__HOW TO COMPLETE THIS TASK__
Apart from the images, reproduce every record word for word.

__RECORDS PROVIDED__
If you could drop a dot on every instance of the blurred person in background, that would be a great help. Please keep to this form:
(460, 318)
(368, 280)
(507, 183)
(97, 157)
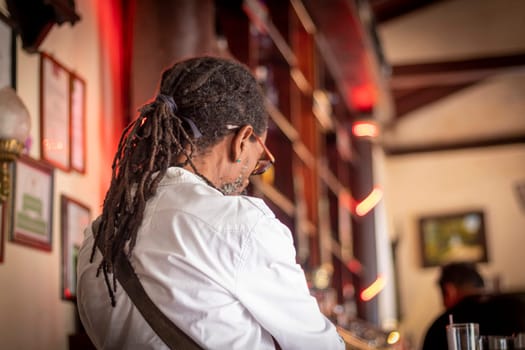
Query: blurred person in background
(465, 300)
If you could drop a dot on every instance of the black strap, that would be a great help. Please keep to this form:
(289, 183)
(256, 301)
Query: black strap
(170, 334)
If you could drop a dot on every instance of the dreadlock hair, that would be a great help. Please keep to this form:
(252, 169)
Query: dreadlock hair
(197, 98)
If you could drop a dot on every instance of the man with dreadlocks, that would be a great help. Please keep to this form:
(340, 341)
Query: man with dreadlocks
(216, 262)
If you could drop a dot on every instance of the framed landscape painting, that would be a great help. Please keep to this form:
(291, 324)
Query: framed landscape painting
(454, 237)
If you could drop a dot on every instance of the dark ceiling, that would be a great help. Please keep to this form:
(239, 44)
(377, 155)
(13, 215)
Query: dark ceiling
(415, 85)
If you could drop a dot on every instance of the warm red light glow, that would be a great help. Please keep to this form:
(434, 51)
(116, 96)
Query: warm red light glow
(369, 202)
(363, 98)
(346, 200)
(365, 129)
(372, 290)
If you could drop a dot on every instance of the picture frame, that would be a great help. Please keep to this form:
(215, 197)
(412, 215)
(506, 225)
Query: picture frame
(453, 237)
(54, 112)
(32, 204)
(7, 55)
(75, 217)
(78, 124)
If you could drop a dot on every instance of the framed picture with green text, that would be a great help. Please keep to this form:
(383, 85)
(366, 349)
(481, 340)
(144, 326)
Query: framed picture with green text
(32, 203)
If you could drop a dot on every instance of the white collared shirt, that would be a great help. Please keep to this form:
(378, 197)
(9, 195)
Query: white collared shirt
(220, 267)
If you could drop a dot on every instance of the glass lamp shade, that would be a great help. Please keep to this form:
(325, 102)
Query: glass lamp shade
(15, 122)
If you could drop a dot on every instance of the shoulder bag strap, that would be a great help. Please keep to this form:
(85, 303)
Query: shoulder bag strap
(170, 334)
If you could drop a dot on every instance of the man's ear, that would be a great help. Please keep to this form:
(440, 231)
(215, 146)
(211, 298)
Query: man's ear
(239, 141)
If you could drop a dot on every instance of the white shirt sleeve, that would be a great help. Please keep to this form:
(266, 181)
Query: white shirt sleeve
(272, 286)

__RESPONSE__
If you could drop a dot on every instance of the blurred person in background, that would be a great help. Please keep to this form:
(460, 318)
(368, 280)
(507, 183)
(97, 157)
Query: blurred person in background
(465, 300)
If you could drop a dot on every instance of the black strap, that would be a great help. Please keep to this form:
(289, 183)
(256, 301)
Query: black strap
(170, 334)
If you could drop a dot on every instance of the dreadlock hair, that would be a great help. Please keep to this form:
(252, 169)
Query: dreadlock hair
(197, 98)
If you could drop a dot on every instance of the man with dreadlocks, that would be a great help. Please keep to this form:
(340, 341)
Query: man with dreadlocks
(216, 262)
If you could drop a dot on every instance of the framed landscape painting, that would be a great help. Please keep to this form:
(291, 324)
Query: framed landscape painting
(454, 237)
If you could drop a dot on every instance of the dark ceiling, that would be a great help. Please keep to this form:
(239, 44)
(377, 155)
(13, 215)
Query: dark ceiling
(415, 85)
If you could drop a dot on every instance of the warm red light glow, that would be a great help. Please keep to this form:
(434, 51)
(116, 96)
Query: warm red light glow
(369, 202)
(363, 98)
(346, 200)
(365, 129)
(372, 290)
If you could drop a dot on every instance of the picture frame, that would be a great help. Please keep to this form:
(215, 197)
(412, 215)
(506, 225)
Query: picture frame
(453, 237)
(54, 112)
(32, 204)
(7, 55)
(75, 217)
(78, 124)
If you could drop a dot on every instance of the framed picture with green text, that would be a great help. Please keep to this form:
(383, 85)
(366, 349)
(481, 340)
(144, 326)
Query: framed picture with green text
(32, 203)
If you could drop a dot on every instance of the white collared shirt, that would be a great help. Please keep to this form:
(378, 197)
(9, 195)
Query: white collared shirt
(220, 267)
If you could drop a dot on every instance of the glass lamp shade, that would be a great help. Please keep to this form:
(325, 102)
Query: glass lamp shade
(15, 122)
If you could drop a dot on every instance of the shoulder bag strap, that would be a great help. Please keep to this form:
(85, 303)
Query: shoulder bag strap
(170, 334)
If you could drop a dot on every instance of the man's ear, that would be a great help. Please keep to this form:
(440, 231)
(215, 146)
(211, 298)
Query: man's ear
(239, 141)
If you could drop a dot on every instance of the white shirt sleeve, that would be a great help. Please keep to this form:
(266, 181)
Query: white shirt sleeve
(272, 286)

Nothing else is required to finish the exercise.